§ Work instructions
Report all lines from the entries below in which "rough" appears.

§ Saved entries
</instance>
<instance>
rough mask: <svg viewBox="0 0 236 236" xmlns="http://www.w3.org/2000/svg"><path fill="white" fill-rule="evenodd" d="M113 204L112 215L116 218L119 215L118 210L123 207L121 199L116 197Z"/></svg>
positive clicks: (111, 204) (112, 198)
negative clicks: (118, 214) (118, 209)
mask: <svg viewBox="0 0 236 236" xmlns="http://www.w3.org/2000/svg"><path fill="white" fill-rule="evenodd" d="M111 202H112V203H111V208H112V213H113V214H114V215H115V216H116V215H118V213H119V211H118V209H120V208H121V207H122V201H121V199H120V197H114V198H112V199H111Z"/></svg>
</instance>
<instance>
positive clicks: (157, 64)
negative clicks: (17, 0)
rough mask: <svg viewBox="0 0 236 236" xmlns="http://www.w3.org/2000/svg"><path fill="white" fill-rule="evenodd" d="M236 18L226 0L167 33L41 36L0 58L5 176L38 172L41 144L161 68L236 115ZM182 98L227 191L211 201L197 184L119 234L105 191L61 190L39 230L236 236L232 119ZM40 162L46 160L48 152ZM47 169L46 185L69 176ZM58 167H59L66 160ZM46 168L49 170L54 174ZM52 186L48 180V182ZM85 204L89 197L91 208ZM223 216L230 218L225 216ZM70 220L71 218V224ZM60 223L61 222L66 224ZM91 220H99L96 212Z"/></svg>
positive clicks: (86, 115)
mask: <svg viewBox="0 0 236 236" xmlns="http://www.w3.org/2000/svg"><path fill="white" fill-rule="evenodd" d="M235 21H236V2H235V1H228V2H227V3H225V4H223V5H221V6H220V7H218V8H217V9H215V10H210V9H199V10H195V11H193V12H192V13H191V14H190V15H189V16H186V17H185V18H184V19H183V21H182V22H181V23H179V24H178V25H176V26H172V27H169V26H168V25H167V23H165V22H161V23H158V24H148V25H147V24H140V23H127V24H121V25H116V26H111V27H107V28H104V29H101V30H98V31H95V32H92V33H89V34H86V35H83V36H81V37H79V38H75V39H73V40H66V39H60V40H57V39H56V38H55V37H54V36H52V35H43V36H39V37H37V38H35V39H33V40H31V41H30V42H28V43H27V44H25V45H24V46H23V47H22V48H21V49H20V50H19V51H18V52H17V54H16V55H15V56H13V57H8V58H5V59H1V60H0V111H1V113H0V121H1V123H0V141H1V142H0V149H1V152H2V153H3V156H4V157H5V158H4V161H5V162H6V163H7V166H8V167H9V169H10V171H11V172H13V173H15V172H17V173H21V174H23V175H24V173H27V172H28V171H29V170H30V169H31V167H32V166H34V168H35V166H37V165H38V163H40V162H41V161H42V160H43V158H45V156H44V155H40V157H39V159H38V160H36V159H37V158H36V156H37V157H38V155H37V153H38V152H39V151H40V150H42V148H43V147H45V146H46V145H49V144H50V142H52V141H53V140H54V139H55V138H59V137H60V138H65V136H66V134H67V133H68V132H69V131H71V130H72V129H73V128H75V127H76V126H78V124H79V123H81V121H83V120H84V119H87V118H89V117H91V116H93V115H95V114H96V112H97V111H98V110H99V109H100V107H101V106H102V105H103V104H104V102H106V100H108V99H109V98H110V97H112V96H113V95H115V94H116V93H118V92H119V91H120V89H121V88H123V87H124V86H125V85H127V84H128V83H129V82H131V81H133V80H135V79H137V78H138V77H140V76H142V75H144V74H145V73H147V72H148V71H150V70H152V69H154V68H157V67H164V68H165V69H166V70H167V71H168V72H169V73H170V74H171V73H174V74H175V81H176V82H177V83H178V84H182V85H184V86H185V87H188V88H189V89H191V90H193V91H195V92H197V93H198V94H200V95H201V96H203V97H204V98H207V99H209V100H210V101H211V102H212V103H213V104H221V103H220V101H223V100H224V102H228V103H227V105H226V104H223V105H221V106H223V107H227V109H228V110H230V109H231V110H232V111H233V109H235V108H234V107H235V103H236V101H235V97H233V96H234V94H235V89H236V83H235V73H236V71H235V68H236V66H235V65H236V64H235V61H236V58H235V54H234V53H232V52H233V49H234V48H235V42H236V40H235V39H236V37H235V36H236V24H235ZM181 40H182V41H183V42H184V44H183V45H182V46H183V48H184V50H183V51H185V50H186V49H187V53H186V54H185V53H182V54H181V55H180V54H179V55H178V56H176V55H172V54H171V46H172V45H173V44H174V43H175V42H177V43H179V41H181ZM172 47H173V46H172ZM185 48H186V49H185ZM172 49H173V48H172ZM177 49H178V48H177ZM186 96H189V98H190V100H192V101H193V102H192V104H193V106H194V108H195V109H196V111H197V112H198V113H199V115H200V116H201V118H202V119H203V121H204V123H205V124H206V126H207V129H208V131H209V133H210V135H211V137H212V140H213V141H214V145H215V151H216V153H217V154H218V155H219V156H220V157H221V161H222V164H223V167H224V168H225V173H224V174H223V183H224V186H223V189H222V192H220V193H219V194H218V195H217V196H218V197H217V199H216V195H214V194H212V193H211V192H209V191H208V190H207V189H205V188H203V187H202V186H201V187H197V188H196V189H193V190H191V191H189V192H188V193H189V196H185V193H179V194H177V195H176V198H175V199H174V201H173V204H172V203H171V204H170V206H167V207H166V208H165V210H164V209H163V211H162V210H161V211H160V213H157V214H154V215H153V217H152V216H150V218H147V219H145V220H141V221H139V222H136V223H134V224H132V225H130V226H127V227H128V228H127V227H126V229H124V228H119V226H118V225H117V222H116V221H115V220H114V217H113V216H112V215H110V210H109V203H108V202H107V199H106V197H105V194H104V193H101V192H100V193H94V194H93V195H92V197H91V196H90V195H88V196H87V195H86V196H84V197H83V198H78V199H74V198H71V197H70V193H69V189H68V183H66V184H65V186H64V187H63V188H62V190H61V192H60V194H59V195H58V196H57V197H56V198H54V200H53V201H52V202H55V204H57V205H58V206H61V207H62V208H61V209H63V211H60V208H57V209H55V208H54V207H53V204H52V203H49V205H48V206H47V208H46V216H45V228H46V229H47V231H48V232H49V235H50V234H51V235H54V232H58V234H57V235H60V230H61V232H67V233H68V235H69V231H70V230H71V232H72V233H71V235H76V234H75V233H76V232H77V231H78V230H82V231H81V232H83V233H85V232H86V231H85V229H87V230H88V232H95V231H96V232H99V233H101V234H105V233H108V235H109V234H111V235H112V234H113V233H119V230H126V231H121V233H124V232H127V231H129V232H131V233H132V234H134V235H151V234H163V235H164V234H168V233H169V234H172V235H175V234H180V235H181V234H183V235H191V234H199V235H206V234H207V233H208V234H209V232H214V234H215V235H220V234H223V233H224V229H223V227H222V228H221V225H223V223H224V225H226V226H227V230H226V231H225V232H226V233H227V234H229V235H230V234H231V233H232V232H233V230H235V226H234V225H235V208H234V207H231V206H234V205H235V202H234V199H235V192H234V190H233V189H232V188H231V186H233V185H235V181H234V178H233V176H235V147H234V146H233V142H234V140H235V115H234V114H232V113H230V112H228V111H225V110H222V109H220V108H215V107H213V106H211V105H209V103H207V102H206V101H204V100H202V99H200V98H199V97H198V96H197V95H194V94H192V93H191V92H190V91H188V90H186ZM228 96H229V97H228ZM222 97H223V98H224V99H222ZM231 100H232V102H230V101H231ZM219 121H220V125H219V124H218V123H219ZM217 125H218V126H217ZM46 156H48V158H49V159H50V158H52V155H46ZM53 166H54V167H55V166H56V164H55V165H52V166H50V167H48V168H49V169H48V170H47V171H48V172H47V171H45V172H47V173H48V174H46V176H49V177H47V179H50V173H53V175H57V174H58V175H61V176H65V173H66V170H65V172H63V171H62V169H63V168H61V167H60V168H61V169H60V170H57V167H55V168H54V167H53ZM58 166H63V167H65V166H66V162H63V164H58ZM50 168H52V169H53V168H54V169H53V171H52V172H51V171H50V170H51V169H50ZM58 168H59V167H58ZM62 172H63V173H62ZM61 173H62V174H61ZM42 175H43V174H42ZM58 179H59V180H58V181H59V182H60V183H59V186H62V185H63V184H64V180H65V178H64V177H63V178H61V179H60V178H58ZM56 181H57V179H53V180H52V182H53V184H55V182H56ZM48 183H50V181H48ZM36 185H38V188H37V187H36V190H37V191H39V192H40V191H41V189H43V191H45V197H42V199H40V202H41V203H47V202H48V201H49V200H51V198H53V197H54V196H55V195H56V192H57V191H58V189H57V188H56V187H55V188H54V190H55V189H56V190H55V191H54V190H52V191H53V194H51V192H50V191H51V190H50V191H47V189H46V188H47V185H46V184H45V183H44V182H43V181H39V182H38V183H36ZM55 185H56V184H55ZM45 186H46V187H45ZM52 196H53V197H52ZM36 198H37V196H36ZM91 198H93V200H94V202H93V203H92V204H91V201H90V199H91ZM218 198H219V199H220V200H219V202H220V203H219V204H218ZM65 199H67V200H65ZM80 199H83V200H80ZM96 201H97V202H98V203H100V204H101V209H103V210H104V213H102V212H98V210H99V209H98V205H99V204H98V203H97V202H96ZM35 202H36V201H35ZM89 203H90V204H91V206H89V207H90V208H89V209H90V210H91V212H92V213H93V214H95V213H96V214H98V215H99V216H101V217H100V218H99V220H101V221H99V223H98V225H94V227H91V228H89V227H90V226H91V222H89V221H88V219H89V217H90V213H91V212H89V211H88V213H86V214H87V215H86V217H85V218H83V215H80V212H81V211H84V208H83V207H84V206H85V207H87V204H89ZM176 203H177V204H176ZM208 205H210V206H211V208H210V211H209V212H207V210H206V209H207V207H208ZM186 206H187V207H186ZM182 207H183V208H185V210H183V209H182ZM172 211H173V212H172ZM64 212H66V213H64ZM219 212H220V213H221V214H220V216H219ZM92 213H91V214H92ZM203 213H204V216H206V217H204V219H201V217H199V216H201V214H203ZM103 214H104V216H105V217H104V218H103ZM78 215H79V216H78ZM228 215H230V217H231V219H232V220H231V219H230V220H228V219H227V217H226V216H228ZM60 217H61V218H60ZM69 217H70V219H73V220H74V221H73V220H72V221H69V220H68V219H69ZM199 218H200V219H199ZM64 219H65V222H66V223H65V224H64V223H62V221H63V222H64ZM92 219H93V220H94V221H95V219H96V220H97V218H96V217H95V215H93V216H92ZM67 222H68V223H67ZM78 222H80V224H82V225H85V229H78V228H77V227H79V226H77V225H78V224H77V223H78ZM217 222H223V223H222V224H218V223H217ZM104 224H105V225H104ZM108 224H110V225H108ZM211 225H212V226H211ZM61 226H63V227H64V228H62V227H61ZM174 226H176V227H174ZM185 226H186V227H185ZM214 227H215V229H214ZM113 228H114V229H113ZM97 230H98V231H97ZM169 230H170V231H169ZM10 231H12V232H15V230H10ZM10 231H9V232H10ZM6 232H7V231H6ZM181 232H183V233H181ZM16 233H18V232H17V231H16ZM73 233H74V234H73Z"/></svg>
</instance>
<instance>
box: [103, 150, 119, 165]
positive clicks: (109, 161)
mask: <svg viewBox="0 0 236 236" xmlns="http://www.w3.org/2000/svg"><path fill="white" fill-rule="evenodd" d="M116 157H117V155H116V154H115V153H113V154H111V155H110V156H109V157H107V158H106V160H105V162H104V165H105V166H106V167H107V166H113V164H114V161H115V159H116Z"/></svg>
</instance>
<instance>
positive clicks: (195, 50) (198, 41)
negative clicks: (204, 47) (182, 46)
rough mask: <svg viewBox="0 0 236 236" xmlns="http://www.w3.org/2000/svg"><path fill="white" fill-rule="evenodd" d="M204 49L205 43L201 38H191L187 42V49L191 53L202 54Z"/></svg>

§ Exercise output
rough mask: <svg viewBox="0 0 236 236" xmlns="http://www.w3.org/2000/svg"><path fill="white" fill-rule="evenodd" d="M113 204L112 215L116 218L119 215L118 210L123 207L121 199L116 197Z"/></svg>
rough mask: <svg viewBox="0 0 236 236" xmlns="http://www.w3.org/2000/svg"><path fill="white" fill-rule="evenodd" d="M236 18L226 0L167 33L41 36L0 58L5 176L38 172L41 144L161 68L236 115ZM182 98L227 191L211 201L197 184L119 234L105 191L61 190L39 230L236 236L232 119ZM40 162L46 160L48 152ZM47 169L46 185L69 176ZM58 167H59L66 160ZM46 168L49 170L54 174ZM52 186L48 180V182ZM85 204L89 197L91 208ZM223 216L230 218L225 216ZM70 220L71 218V224ZM60 223L61 222L66 224ZM91 220H99L96 212Z"/></svg>
rough mask: <svg viewBox="0 0 236 236" xmlns="http://www.w3.org/2000/svg"><path fill="white" fill-rule="evenodd" d="M204 49L205 43L201 38H191L187 42V49L191 53L202 54Z"/></svg>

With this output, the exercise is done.